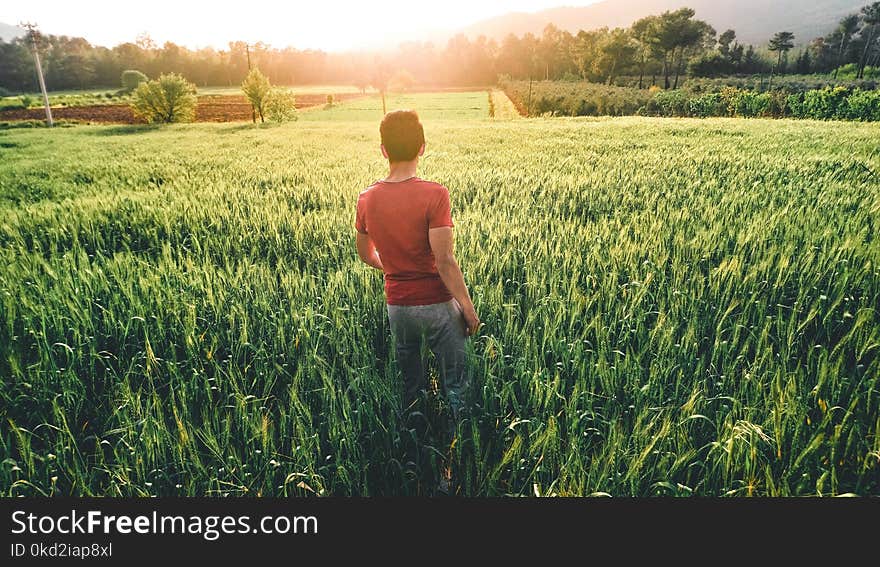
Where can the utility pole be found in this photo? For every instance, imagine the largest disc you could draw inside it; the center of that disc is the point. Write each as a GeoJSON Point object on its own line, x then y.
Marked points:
{"type": "Point", "coordinates": [32, 31]}
{"type": "Point", "coordinates": [247, 49]}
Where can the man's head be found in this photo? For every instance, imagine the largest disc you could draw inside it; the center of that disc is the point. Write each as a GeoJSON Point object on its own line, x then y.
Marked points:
{"type": "Point", "coordinates": [403, 138]}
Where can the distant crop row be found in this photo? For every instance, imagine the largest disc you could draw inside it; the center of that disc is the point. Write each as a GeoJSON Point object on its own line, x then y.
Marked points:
{"type": "Point", "coordinates": [587, 99]}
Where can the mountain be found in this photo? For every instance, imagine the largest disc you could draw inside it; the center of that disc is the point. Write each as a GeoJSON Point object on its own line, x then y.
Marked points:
{"type": "Point", "coordinates": [755, 21]}
{"type": "Point", "coordinates": [8, 33]}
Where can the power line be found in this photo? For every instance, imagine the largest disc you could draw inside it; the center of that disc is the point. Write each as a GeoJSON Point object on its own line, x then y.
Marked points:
{"type": "Point", "coordinates": [32, 31]}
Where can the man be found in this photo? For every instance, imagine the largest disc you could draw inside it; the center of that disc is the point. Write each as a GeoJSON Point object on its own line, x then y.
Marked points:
{"type": "Point", "coordinates": [404, 228]}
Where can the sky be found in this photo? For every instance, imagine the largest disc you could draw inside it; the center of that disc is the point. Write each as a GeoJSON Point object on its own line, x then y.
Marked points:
{"type": "Point", "coordinates": [330, 25]}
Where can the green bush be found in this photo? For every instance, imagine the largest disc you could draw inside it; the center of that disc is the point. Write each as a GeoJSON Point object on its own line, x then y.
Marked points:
{"type": "Point", "coordinates": [280, 105]}
{"type": "Point", "coordinates": [826, 104]}
{"type": "Point", "coordinates": [575, 98]}
{"type": "Point", "coordinates": [706, 106]}
{"type": "Point", "coordinates": [863, 106]}
{"type": "Point", "coordinates": [131, 79]}
{"type": "Point", "coordinates": [170, 98]}
{"type": "Point", "coordinates": [256, 87]}
{"type": "Point", "coordinates": [672, 103]}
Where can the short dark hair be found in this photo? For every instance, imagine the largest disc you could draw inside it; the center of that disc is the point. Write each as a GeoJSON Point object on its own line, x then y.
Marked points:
{"type": "Point", "coordinates": [402, 135]}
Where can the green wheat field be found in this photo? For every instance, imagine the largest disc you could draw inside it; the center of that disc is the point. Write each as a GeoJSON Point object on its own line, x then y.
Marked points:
{"type": "Point", "coordinates": [672, 307]}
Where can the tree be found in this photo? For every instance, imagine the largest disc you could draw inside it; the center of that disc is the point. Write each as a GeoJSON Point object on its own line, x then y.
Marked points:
{"type": "Point", "coordinates": [804, 63]}
{"type": "Point", "coordinates": [871, 20]}
{"type": "Point", "coordinates": [132, 78]}
{"type": "Point", "coordinates": [781, 43]}
{"type": "Point", "coordinates": [696, 34]}
{"type": "Point", "coordinates": [615, 51]}
{"type": "Point", "coordinates": [256, 87]}
{"type": "Point", "coordinates": [280, 105]}
{"type": "Point", "coordinates": [675, 34]}
{"type": "Point", "coordinates": [170, 98]}
{"type": "Point", "coordinates": [846, 29]}
{"type": "Point", "coordinates": [726, 43]}
{"type": "Point", "coordinates": [642, 32]}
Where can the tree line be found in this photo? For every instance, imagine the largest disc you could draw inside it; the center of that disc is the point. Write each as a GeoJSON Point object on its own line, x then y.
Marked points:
{"type": "Point", "coordinates": [656, 50]}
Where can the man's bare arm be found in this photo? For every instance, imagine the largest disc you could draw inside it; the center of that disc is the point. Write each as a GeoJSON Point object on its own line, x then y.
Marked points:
{"type": "Point", "coordinates": [367, 251]}
{"type": "Point", "coordinates": [442, 240]}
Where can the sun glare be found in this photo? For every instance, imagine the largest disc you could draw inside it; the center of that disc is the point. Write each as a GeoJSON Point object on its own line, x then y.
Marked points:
{"type": "Point", "coordinates": [329, 26]}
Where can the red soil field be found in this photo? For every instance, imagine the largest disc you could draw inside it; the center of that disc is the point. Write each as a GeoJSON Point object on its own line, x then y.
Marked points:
{"type": "Point", "coordinates": [210, 109]}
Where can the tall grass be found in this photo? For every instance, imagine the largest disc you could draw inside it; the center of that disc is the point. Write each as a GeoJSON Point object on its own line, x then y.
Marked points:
{"type": "Point", "coordinates": [671, 307]}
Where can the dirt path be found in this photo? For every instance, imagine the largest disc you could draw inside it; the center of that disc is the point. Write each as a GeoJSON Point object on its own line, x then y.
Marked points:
{"type": "Point", "coordinates": [219, 108]}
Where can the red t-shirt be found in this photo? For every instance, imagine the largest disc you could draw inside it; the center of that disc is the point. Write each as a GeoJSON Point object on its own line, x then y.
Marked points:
{"type": "Point", "coordinates": [397, 216]}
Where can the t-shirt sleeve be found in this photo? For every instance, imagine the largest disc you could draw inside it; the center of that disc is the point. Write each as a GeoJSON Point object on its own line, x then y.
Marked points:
{"type": "Point", "coordinates": [360, 222]}
{"type": "Point", "coordinates": [440, 213]}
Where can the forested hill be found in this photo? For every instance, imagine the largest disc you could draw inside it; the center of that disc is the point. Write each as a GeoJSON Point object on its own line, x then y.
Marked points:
{"type": "Point", "coordinates": [755, 21]}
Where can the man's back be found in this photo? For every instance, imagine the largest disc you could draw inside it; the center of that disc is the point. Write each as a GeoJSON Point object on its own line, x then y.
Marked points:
{"type": "Point", "coordinates": [397, 216]}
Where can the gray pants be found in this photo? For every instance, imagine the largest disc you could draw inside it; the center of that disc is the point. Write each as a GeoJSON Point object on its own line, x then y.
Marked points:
{"type": "Point", "coordinates": [443, 326]}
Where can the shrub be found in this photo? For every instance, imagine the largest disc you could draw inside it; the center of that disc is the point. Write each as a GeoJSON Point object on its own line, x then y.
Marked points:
{"type": "Point", "coordinates": [280, 105]}
{"type": "Point", "coordinates": [170, 98]}
{"type": "Point", "coordinates": [256, 87]}
{"type": "Point", "coordinates": [671, 103]}
{"type": "Point", "coordinates": [579, 98]}
{"type": "Point", "coordinates": [706, 106]}
{"type": "Point", "coordinates": [826, 104]}
{"type": "Point", "coordinates": [863, 106]}
{"type": "Point", "coordinates": [131, 79]}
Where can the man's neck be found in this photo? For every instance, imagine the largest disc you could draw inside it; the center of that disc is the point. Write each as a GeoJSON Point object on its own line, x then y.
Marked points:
{"type": "Point", "coordinates": [402, 170]}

## Problem statement
Starting at the row that has "Where can the t-shirt" and going through the last row, write those rows out again with their requests, shifting every coordinate in the marked points up by 38.

## Full solution
Where can the t-shirt sleeve be found in this photo? For every instance, imagine the largest disc you could draw inside it; the center of that disc is the point. Write each as a GeoJSON Point object on its own line, x then y.
Marked points:
{"type": "Point", "coordinates": [398, 260]}
{"type": "Point", "coordinates": [478, 251]}
Where can the forested hill be found in this photo? For every instance, imagine the largest disc you could draw inside it; the center of that disc is the point. Write each as a GeoJSON Point object on its own line, x then y.
Marked points:
{"type": "Point", "coordinates": [793, 59]}
Where can the man's back be found in this photo? For every instance, imagine the largest disc you could draw inside it; the center of that disc is the point. Write each as a GeoJSON Point object on its own line, x then y.
Marked points:
{"type": "Point", "coordinates": [435, 254]}
Where can the gray pants be found in this photo? For every instance, imagine the largest disc you could draw inside it; the center of that disc is the point. Write each as a GeoJSON Point object on its own line, x then y.
Marked points:
{"type": "Point", "coordinates": [481, 364]}
Where can the shrub be found in this photo? For every instance, imagine the largest disc you could draw inside it; the center of that disc is the point. Write each as a GeoJSON Point object on its own line, x then y.
Marked points:
{"type": "Point", "coordinates": [318, 143]}
{"type": "Point", "coordinates": [208, 136]}
{"type": "Point", "coordinates": [294, 125]}
{"type": "Point", "coordinates": [709, 141]}
{"type": "Point", "coordinates": [617, 136]}
{"type": "Point", "coordinates": [744, 144]}
{"type": "Point", "coordinates": [864, 142]}
{"type": "Point", "coordinates": [901, 144]}
{"type": "Point", "coordinates": [169, 117]}
Where can the man's neck be found in this photo? For every instance, imagine the largest disc you could draw inside it; the center of that disc is the point. Write each as a GeoJSON Point object on its own line, x then y.
Marked points:
{"type": "Point", "coordinates": [440, 208]}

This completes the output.